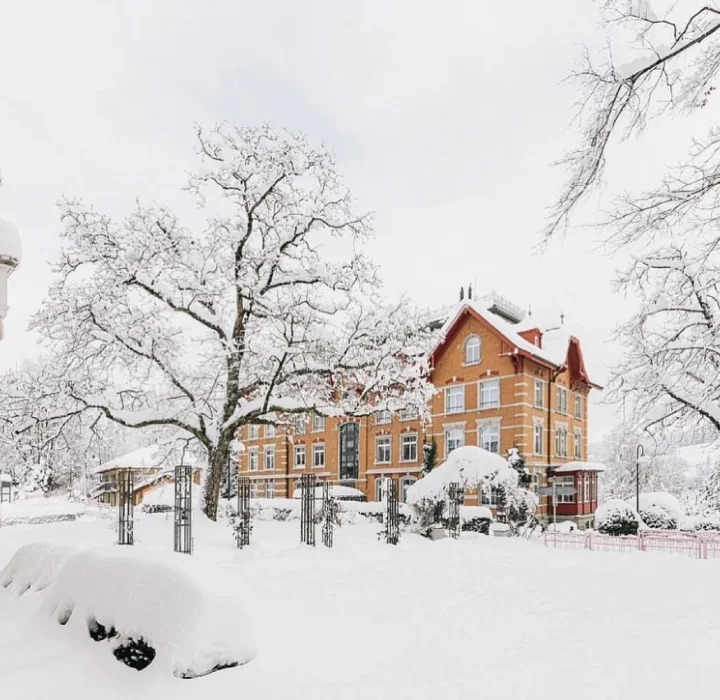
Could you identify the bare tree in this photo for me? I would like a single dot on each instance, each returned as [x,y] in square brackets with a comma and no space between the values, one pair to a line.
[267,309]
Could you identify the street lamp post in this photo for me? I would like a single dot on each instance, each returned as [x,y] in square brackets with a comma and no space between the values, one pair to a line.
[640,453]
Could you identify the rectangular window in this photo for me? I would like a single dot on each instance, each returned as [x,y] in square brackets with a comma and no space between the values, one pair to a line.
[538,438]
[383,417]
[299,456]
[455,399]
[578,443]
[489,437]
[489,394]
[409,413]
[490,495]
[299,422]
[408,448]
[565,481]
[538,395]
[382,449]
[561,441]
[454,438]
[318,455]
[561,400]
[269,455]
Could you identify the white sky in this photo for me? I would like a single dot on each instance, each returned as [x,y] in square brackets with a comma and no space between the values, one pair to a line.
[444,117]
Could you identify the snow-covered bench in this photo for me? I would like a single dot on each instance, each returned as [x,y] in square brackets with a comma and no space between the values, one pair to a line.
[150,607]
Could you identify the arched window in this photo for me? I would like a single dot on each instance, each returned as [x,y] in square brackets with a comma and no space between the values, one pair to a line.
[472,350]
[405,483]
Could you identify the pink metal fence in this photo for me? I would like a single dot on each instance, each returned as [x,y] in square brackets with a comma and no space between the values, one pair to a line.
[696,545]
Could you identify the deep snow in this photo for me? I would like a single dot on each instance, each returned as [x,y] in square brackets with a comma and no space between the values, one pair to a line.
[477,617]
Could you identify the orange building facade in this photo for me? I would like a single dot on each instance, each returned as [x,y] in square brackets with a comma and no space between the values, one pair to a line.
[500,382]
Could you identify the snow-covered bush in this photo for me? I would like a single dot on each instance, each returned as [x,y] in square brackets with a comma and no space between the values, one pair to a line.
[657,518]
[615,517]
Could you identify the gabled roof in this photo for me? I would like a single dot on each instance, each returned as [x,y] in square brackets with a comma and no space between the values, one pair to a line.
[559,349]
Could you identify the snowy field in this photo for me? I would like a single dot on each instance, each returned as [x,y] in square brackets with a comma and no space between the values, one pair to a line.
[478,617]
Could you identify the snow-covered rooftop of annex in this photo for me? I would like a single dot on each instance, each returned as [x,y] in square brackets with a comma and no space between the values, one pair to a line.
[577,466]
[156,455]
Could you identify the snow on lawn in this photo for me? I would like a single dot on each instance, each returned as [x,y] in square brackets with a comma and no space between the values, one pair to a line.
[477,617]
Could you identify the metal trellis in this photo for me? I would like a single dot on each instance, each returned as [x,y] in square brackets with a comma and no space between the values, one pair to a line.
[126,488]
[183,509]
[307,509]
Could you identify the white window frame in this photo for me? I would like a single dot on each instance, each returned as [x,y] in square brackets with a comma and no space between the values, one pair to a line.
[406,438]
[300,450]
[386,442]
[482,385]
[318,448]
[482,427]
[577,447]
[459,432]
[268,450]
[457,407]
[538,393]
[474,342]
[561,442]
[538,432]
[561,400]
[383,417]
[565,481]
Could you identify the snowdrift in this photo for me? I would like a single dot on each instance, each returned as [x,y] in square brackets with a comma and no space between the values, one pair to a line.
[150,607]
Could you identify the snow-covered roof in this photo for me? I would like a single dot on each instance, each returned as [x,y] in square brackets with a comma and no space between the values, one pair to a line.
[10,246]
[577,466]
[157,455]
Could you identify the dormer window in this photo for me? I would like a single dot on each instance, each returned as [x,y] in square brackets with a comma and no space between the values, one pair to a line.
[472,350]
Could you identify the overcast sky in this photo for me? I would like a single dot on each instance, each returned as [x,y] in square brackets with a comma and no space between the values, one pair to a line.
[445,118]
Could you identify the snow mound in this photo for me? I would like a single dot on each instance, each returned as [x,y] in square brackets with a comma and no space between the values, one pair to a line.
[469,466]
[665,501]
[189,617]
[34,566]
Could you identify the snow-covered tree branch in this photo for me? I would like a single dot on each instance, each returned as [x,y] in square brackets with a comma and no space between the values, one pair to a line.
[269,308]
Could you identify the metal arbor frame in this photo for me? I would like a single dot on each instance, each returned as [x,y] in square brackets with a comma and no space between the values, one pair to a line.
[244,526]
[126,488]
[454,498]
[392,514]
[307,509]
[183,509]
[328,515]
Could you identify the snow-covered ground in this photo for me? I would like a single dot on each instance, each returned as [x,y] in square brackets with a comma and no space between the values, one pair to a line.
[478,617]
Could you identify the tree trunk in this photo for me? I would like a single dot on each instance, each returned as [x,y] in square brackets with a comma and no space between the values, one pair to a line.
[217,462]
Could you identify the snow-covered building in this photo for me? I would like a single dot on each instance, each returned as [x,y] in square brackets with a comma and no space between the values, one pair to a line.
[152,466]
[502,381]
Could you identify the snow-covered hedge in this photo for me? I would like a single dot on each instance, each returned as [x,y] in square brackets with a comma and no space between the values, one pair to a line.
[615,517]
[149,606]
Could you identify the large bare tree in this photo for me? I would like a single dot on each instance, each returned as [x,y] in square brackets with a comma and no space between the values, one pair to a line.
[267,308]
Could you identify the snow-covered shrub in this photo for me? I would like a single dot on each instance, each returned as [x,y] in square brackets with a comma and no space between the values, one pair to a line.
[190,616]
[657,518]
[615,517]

━━━━━━━━━━━━━━━━━━━━

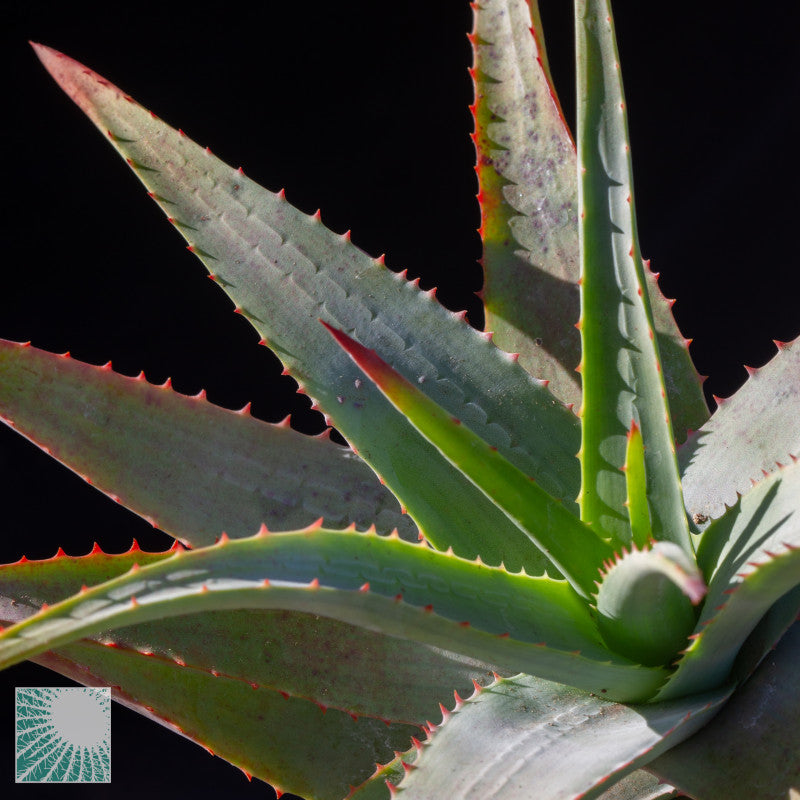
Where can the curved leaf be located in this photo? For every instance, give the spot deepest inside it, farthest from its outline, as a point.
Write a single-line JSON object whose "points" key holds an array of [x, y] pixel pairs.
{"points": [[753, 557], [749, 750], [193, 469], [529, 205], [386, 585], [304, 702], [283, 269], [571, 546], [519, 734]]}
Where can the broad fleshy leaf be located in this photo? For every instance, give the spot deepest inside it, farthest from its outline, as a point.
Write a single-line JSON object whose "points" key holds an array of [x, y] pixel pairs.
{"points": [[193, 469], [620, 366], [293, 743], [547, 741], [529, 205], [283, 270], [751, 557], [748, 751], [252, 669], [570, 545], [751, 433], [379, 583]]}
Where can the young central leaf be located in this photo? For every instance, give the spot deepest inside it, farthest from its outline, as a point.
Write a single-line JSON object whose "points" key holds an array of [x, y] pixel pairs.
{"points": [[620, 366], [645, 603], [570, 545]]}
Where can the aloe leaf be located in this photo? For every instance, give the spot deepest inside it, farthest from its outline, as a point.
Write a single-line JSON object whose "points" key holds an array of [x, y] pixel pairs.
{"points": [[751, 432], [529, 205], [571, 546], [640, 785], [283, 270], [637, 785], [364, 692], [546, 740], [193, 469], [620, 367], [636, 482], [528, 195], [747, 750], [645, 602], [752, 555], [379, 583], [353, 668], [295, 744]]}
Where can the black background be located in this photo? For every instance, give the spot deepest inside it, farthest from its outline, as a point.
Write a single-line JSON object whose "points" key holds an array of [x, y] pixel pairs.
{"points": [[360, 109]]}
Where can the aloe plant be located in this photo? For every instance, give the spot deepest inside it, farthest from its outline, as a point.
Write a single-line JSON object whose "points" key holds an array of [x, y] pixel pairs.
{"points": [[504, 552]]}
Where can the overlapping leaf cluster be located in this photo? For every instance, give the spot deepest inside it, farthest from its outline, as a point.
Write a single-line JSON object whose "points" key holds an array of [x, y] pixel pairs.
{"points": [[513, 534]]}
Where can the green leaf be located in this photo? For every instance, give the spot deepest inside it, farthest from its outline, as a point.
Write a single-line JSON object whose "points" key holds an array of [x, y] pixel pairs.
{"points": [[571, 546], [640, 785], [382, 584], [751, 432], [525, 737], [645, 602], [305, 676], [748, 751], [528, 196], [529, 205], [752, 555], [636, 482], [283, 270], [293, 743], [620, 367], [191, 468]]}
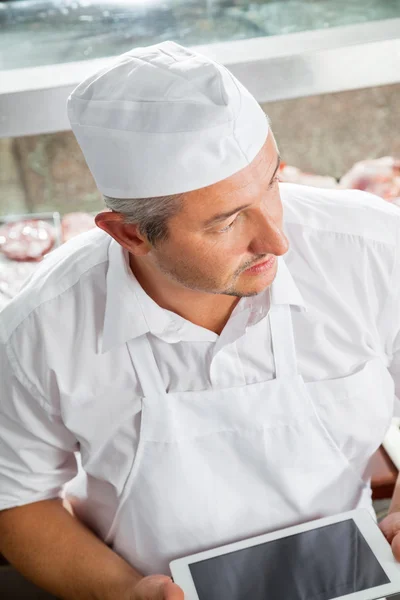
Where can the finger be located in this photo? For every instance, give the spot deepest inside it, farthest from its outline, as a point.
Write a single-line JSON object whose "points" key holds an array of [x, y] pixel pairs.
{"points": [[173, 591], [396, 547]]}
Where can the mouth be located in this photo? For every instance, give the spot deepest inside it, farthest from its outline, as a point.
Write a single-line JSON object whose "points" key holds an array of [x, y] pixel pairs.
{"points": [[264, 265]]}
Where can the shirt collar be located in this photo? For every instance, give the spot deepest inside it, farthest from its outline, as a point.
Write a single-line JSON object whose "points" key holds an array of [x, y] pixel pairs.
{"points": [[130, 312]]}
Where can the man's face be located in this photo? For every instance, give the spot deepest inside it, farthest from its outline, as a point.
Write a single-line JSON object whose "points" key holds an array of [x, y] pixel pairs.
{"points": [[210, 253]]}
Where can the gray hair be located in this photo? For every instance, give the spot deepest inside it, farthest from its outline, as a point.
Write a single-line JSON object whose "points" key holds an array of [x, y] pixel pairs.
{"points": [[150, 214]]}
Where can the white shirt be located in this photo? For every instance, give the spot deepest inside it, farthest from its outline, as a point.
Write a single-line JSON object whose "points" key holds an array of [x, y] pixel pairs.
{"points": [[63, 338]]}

━━━━━━━━━━━━━━━━━━━━

Pick out every line of the rows above that contains the word "bare", and copy each of those lines in full.

Could you identify the bare tree in this photo for me? I would like a single dot on each instance, each returned as [x,y] in square brackets with a comma and no space between the values, one pair to a line.
Could you identify the large bare tree in this photo for me? I would like a single dot on each instance, each returned as [x,y] in square brackets with a comma and no space between the values, one pair to a line.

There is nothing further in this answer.